Work request |
Report, as a single figure, how many lines in the records below include "above".

Source data |
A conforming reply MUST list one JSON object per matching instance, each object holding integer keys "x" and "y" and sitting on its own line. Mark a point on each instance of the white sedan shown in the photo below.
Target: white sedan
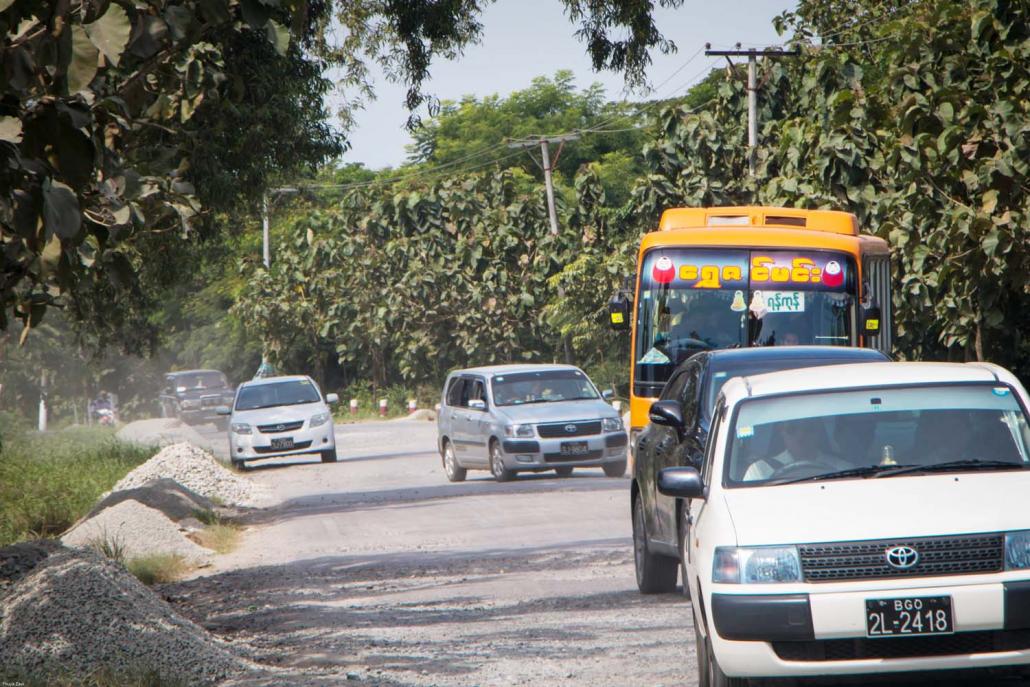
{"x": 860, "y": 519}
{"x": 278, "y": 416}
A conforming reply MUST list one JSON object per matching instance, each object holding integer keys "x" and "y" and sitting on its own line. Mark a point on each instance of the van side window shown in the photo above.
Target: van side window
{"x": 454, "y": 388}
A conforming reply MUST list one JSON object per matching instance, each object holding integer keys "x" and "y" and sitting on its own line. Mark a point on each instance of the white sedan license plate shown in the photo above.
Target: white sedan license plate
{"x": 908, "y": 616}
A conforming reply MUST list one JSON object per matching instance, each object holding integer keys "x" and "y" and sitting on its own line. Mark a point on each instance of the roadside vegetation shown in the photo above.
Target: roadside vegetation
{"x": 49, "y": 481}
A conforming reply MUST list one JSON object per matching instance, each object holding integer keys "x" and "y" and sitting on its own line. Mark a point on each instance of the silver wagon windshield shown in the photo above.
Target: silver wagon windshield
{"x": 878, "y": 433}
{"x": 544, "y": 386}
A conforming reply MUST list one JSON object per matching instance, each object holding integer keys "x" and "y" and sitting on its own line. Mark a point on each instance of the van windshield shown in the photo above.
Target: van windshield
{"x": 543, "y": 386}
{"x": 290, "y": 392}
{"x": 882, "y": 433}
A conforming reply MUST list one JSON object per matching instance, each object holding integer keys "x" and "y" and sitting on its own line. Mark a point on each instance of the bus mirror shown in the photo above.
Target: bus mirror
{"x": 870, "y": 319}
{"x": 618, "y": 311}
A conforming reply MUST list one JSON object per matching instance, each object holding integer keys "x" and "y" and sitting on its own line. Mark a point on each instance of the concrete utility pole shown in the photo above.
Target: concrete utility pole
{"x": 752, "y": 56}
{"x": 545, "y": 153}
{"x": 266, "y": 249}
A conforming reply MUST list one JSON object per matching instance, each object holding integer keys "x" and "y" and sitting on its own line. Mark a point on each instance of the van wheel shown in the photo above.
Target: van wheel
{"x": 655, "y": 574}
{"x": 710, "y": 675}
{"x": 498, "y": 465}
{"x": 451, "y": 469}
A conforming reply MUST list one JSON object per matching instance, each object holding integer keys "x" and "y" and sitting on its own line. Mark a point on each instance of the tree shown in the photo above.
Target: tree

Task output |
9